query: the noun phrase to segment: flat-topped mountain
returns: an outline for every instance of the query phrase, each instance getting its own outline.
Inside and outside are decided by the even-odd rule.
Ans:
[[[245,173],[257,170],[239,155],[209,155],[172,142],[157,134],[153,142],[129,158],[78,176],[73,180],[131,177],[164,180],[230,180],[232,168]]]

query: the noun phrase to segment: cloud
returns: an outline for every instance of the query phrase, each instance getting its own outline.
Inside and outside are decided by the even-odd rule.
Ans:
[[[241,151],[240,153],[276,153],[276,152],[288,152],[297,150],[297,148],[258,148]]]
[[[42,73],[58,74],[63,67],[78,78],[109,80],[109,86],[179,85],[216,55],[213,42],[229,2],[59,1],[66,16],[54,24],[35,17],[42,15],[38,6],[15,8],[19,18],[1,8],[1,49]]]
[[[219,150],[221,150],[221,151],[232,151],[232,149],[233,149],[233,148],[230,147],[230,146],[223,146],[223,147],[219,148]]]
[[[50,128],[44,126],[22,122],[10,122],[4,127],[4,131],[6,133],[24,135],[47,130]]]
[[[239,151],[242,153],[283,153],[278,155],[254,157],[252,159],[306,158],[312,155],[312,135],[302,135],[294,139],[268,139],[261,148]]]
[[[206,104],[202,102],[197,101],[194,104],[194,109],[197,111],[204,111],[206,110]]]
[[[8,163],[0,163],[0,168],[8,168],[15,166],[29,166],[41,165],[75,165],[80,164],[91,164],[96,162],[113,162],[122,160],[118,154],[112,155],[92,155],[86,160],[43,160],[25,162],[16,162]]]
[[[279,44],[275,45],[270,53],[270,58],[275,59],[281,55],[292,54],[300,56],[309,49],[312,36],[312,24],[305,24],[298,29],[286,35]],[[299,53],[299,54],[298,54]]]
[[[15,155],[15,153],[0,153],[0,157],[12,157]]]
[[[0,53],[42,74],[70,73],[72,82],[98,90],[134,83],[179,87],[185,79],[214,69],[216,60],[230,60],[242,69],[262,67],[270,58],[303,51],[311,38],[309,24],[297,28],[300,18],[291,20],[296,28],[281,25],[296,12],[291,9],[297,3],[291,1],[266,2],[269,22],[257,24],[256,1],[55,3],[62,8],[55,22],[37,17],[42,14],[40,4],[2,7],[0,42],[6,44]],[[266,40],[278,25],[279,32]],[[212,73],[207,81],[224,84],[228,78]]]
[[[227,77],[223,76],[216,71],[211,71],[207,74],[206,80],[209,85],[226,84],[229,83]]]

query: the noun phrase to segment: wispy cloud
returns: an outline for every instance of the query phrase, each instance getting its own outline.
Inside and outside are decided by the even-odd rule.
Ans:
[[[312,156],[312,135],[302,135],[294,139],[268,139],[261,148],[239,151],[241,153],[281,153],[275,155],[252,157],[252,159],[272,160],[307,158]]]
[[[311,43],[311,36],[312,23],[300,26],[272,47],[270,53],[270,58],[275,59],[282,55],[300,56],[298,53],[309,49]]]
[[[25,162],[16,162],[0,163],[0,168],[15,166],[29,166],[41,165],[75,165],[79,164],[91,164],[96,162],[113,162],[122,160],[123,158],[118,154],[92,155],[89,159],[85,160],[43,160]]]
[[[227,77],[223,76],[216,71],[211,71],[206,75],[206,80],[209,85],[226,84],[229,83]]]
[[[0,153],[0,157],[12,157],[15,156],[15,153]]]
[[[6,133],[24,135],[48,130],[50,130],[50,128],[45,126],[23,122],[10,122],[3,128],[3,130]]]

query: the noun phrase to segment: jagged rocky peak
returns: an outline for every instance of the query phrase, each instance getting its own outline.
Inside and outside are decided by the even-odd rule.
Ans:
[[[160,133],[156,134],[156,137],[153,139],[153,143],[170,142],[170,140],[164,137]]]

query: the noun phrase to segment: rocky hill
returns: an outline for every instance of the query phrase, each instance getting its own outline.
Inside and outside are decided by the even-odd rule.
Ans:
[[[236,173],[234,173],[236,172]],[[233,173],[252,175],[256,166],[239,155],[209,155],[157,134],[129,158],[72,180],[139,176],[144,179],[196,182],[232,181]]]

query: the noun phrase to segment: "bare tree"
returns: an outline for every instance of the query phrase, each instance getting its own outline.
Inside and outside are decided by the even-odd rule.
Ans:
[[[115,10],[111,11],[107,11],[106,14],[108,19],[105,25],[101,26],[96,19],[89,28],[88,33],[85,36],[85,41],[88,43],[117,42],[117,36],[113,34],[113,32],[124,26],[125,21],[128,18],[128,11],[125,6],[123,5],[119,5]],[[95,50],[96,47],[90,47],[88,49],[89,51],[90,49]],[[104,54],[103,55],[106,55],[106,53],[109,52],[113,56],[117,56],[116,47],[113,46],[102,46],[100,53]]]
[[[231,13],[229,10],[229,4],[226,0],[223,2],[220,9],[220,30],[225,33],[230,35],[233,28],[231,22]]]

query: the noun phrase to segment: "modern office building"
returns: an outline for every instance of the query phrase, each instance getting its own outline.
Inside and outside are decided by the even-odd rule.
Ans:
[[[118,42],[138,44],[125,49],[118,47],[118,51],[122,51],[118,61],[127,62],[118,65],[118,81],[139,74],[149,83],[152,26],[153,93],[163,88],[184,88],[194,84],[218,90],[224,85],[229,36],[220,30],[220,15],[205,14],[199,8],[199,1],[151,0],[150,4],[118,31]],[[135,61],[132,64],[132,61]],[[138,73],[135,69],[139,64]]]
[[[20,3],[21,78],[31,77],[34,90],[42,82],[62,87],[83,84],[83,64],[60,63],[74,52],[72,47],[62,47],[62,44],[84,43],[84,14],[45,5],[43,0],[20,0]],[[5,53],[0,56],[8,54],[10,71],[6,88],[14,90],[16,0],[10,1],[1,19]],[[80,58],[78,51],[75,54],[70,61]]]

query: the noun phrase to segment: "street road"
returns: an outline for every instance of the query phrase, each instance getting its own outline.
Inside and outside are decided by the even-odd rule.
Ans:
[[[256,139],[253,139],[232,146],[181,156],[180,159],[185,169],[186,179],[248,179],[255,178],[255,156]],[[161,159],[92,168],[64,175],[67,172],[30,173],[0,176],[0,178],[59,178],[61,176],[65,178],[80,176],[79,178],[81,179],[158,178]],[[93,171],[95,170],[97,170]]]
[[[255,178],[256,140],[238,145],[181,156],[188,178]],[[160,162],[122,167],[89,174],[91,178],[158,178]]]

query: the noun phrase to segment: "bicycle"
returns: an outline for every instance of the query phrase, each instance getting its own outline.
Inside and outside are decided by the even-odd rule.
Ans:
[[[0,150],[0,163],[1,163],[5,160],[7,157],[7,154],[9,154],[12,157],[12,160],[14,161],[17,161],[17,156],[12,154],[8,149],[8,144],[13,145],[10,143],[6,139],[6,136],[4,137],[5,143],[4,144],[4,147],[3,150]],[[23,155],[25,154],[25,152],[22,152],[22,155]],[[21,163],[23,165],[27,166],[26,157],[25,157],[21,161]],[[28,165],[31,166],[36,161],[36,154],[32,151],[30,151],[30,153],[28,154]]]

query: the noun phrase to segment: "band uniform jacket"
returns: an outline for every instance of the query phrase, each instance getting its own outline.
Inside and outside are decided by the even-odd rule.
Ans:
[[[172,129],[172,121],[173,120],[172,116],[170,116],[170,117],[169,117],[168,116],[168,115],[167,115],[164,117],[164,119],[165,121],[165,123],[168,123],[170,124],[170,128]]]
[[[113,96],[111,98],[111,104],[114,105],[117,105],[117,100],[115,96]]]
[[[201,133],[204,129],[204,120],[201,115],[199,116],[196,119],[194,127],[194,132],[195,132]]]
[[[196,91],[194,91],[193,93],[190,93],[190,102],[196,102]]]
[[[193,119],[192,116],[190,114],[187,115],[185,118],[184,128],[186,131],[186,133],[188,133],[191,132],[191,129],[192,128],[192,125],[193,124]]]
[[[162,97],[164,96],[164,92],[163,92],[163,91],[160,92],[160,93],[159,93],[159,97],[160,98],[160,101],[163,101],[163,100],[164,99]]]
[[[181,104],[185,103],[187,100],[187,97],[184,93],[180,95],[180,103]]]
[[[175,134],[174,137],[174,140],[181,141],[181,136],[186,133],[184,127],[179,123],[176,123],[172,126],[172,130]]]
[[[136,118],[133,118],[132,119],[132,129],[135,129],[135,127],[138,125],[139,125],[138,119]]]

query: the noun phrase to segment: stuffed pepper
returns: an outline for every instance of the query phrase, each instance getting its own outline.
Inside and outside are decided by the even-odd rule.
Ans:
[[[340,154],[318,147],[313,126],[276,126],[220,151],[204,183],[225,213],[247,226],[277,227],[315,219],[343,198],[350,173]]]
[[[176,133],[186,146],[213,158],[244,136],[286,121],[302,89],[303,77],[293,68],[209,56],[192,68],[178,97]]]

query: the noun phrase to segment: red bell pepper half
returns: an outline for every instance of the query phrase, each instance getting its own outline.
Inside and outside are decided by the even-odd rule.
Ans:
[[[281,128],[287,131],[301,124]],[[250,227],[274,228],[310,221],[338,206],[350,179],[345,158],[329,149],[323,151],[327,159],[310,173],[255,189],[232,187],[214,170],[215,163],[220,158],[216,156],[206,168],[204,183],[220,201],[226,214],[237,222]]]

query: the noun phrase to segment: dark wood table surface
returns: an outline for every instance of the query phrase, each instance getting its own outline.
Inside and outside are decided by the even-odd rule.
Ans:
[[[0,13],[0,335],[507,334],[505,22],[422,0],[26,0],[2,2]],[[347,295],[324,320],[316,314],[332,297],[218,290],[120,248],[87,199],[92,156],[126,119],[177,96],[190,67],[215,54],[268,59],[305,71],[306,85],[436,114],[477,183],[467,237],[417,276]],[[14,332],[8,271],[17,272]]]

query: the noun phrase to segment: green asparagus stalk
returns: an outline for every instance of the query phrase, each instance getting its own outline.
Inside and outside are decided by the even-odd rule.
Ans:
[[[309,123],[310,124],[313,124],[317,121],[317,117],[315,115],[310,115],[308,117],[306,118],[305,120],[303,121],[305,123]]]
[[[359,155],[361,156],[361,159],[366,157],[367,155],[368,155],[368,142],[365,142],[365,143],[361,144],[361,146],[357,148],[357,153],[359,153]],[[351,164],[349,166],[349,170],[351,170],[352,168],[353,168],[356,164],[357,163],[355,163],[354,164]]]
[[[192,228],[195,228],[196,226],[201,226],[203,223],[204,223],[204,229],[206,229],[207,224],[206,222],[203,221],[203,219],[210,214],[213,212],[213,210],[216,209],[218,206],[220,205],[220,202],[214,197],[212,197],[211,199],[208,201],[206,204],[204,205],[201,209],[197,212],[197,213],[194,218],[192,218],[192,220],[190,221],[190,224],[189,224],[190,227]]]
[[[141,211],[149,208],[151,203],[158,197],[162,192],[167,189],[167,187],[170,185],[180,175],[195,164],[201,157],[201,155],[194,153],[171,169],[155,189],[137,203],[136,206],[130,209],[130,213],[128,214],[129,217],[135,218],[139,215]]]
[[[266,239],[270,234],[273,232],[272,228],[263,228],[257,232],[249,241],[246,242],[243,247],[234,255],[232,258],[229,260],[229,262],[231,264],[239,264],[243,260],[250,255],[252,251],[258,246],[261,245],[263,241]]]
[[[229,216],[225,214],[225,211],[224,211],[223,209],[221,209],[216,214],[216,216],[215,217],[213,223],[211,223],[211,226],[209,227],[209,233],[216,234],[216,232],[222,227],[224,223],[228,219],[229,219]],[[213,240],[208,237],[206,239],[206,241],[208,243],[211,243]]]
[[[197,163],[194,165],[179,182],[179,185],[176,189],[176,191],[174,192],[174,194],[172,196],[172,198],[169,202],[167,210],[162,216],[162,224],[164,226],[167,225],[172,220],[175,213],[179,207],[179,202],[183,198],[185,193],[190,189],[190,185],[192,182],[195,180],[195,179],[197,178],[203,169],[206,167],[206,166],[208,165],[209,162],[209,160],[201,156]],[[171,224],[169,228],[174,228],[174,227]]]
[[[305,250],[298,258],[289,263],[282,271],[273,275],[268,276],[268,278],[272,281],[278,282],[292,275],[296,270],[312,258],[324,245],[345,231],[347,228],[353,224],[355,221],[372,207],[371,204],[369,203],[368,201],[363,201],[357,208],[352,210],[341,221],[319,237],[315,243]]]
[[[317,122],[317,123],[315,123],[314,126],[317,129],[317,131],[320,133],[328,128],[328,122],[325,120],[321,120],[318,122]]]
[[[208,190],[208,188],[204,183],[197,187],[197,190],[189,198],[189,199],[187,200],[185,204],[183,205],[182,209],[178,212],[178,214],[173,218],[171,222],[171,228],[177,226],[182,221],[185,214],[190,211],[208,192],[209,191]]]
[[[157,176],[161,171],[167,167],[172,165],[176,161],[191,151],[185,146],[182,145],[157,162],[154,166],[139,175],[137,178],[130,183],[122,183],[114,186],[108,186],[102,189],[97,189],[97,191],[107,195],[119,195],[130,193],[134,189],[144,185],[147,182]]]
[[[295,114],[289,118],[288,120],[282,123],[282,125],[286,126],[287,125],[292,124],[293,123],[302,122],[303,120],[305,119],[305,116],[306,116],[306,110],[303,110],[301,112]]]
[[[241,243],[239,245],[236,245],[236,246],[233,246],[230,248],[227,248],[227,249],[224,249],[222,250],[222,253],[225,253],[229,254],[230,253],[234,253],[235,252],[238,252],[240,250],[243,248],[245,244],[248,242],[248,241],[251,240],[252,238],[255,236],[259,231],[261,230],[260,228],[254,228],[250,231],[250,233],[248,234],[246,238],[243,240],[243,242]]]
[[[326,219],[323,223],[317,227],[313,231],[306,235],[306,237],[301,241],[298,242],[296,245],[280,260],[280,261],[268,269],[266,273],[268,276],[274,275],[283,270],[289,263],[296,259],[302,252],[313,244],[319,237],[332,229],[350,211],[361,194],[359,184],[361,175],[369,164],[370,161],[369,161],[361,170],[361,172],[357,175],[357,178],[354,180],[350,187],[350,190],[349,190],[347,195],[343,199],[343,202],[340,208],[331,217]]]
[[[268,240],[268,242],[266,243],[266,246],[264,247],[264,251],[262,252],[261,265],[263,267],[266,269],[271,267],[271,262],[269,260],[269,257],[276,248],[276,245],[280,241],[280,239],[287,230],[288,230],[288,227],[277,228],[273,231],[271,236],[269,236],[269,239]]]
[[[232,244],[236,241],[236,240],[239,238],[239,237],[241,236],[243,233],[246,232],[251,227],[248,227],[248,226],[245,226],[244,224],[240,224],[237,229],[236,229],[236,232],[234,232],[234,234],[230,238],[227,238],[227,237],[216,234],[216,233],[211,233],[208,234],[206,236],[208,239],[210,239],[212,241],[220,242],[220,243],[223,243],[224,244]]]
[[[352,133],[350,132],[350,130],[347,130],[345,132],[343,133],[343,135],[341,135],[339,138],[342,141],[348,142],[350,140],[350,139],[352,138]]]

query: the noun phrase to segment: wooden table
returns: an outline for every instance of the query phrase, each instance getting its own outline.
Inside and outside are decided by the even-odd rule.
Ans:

WRITTEN TASK:
Please quote nothing but the lines from the line with "query: the noun phrase to segment: wooden" through the end of the data above, exactly as written, ends included.

SOLUTION:
query: the noun phrase to segment: wooden table
returns: an outline for every instance of the query phrase, each instance getting its own outline.
Inside and outside are decided by the even-odd rule.
Ans:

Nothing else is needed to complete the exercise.